Clare homeowner who shot, killed intruder acted in self-defense, prosecutor says

HARRISON, MI — Shortly before dawn one May morning, a mentally ill man walked into a Clare County home, proclaiming himself as Satan to its residents.

The tense and frightening situation turned tragic when the homeowner fatally shot the intruder.

A month on, prosecutors have ruled the shooting a justifiable case of self-defense and are declining to issue charges against the shooter.

Clare County Prosecutor Michelle J. Ambrozaitis announced on Wednesday, June 15, that she was not charging the homeowner who fatally shot 48-year-old Kevin M. Lighthall on May 5. In her statement, Ambrozaitis provided additional details of the incident and the subsequent investigation.

About 2 a.m. on May 5, Clare police responded to 911 calls of a man wandering around Rosewood Manor Apartments claiming he was “the State” and “owned the place.” Police determined the man in question was Lighthall, who had been asked to leave a unit by its resident.

Police first encountered Lighthall in the complex’s lobby. He told them he was “the owner of the place” and identified himself as “Satan,” Ambrozaitis wrote. Lighthall was not compliant with officers’ directions and returned to the unit he had been staying in.

Police then spoke with the unit’s resident, who told them Lighthall had been acting odd and scaring other tenants. They soon determined Lighthall was wanted on a warrant for failing to appear in court, but jail staff told them they could not house him, Ambrozaitis wrote.

### Task statement
Translate this sentence from the report on the Clare County shooting into Spanish: "The tense and frightening situation turned tragic when the homeowner fatally shot the intruder."

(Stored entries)
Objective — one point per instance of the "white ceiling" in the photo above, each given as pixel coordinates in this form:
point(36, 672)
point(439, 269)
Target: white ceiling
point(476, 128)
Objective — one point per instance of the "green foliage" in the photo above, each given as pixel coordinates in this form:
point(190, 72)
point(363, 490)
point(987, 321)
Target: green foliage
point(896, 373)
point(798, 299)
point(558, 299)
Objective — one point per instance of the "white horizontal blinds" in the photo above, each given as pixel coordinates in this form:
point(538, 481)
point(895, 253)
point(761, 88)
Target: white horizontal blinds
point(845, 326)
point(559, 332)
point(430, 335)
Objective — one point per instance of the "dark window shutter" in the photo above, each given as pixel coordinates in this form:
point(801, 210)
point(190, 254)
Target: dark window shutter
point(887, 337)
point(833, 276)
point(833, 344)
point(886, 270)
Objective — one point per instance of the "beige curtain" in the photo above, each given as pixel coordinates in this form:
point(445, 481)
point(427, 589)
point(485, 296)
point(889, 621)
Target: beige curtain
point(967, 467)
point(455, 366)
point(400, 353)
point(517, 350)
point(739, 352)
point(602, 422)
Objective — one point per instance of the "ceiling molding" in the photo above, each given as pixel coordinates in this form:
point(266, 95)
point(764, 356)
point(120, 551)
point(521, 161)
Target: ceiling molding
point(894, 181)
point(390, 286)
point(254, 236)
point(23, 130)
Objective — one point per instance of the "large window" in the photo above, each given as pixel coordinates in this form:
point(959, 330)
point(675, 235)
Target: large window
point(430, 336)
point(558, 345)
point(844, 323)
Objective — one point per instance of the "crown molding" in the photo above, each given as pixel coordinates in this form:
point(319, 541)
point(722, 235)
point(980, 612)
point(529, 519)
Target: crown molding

### Finished task
La situación tensa y aterradora se volvió trágica cuando el propietario de la vivienda mató de un disparo al intruso.